EXCERPT PROVIDED:
^^^^^^^^

As with methods based on distributional assumptions and tables, we reject the null if the actual outcome is in the tails of the distribution. Fisher rarely actually used this method. Even for our simple example, there are 184,756 possible reassignments of the 20 values to consider. Fisher regarded the usual methods based on tables, such as those for the Student t or normal distributions, as convenient approximations that avoided the massive computational effort involved in permutation tests.

Today computers can do those computations for AP-sized batches of numbers. For larger data sets, we can take a large sample of the possible rearrangements. In 2004, Ernst suggested using permutation tests for the college introductory course; these are the methods of choice for inference in Tabor and Franklin’s high-school text on statistics in sports.

Statisticians familiar with the history of their subject generally consider permutation tests to be the gold standard for data from experiments using random assignment. Users of statistics, however, have often never heard of permutation tests, and may even question whether they are as accurate or valid as the more-common approximations. There is also the question of how relevant such tests are to the analysis of data gathered from surveys rather than experiments.

Big Data in the Colleges

Big Data refers to the analysis of huge observational data sets. Opinion varies on how big is “big.” For purposes of a first course, the relevant cut-off is low: It is at the point where we have enough data that it makes sense to use part of the data to develop a model and another part to test it. At that point, most of the traditional inference procedures—and the long build-up about sampling distributions and the Central Limit Theorem—become much less relevant.

Perhaps as important as size is the fact that most Big Data are observational. AP Statistics gives top billing to surveys, with some attention to experiments, but little attention to observational studies. Finally, with Big Data, we usually are seeking a model from the data. In AP and most introductory courses, we are usually testing models given by the textbook. Thus, Big Data requires a very different skill set.

On the other hand, Big Data skills such as data exploration, modeling, and working with observational data are useful to people not working with Big Data, which gives these skills some claim to a place in a first course. Once again, this need not conflict with AP substituting for a traditional course.

^^^^^^^^

RECORDS PROVIDED:
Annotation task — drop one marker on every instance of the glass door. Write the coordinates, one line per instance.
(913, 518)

^^^^^^^^

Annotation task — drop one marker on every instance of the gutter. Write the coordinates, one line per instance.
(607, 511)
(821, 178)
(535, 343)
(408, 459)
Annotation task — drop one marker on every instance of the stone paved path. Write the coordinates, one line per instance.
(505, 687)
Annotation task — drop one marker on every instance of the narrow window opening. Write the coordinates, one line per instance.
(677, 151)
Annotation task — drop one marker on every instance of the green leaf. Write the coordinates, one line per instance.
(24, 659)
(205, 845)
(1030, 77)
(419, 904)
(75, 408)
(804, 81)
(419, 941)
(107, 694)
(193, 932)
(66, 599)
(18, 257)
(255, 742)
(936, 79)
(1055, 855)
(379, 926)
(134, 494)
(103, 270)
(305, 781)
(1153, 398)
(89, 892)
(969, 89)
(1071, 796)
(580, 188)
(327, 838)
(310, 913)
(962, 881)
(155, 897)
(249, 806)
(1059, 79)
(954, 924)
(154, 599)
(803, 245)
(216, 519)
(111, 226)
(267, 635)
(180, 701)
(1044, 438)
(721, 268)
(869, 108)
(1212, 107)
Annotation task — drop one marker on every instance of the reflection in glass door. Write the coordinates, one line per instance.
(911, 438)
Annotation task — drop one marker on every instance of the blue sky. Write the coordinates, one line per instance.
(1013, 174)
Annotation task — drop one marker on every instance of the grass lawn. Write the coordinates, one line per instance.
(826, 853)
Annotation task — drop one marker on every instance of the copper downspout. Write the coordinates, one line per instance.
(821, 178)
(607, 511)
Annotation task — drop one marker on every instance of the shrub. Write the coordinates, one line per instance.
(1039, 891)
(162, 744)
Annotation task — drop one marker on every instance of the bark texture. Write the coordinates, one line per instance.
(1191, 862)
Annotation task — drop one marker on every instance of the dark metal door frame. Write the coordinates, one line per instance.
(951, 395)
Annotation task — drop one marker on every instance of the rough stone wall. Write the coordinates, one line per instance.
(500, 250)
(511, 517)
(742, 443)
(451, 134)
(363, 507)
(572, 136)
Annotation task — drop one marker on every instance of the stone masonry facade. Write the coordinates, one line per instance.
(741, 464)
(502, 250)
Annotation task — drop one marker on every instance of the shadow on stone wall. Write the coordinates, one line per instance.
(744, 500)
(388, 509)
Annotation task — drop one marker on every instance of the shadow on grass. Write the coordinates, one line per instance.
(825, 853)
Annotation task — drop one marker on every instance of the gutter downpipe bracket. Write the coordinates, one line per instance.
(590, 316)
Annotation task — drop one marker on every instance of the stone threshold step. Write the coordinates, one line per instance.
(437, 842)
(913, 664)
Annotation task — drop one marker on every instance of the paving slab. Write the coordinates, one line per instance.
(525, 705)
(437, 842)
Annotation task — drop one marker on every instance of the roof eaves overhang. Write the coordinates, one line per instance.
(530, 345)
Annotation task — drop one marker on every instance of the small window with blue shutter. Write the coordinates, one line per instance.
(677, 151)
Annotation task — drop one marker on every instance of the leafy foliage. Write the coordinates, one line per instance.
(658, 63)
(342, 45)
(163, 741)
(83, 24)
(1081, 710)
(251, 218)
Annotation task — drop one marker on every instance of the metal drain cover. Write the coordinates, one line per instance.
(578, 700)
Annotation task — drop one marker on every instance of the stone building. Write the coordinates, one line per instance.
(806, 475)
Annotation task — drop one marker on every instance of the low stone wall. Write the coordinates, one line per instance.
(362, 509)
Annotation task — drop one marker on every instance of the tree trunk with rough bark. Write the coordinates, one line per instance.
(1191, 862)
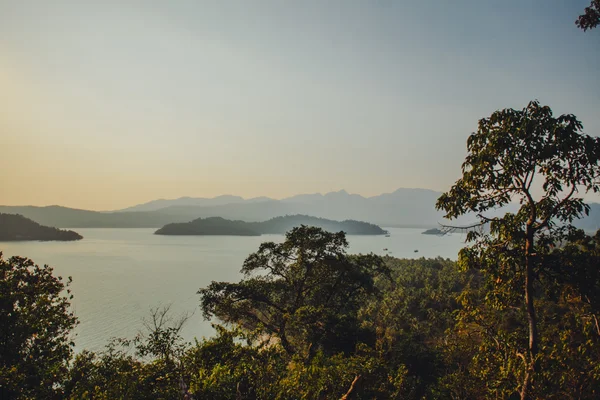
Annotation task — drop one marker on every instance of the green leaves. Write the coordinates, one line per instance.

^^^^^^^^

WHAT THIS EXERCISE ASKS:
[a] Reproduce the passage of the statistics excerpt on permutation tests and Big Data from "Big Data in" up to and including "much less relevant.".
[b] Answer the following questions using the statistics excerpt on permutation tests and Big Data:
(i) How many possible reassignments of the 20 values does the simple example involve?
(ii) In what year did Ernst suggest using permutation tests for the college introductory course?
(iii) What does AP Statistics give top billing to?
[c] Write a continuation of the statistics excerpt on permutation tests and Big Data, beginning after its final sentence.

TASK-BY-TASK ANSWERS:
[a]
Big Data in the Colleges

Big Data refers to the analysis of huge observational data sets. Opinion varies on how big is “big.” For purposes of a first course, the relevant cut-off is low: It is at the point where we have enough data that it makes sense to use part of the data to develop a model and another part to test it. At that point, most of the traditional inference procedures—and the long build-up about sampling distributions and the Central Limit Theorem—become much less relevant.

[b]
(i) 184,756
(ii) 2004
(iii) Surveys

[c]
These issues have had little impact on the high schools so far, but may have an effect on college courses as techniques for Big Data become more common. Efforts to include such techniques in a first college course are currently at the individual instructor level, but there are reasons to think this might create change much more rapidly than resampling methods did. For one thing, there is little doubt among statisticians of the validity or importance of Big Data techniques. In addition, there are strong self-interest motivations here as statisticians see computer scientists become the leaders in the field of Big Data. This issue is raised frequently in editorials in publications aimed at statisticians, yet the first course does little to appeal to those interested in Big Data.

In fact, traditional textbooks (including AP) are usually written with the (raw) data for examples and exercises involving a number of observations small enough that the computations might be done with a pocket calculator. (Presumably this is because publishers do not want to lose sales to any course using calculators as the technology of choice.) Usually, students are asked only to carry out the technique explained in the section they just read, not to explore the data using all the techniques they have learned so far. Exploring possible relationships between variables—usually the main point of interest in real research—is mostly limited to making a scatter plot or regression analysis for the only two variables provided.

These are long-standing criticisms of the first course, but Big Data may provide additional incentives to address them. If we can show students how to explore an HTML table of data that interests them that they find on the Internet, we can vastly increase the amount of data available for students to explore. Using the student’s data set rather than the teacher’s or the textbook’s challenges the student to formulate hypotheses and explore them. Along the way, the student learns the important skill of matching the tool to the job (rather than using the tool the textbook asked for).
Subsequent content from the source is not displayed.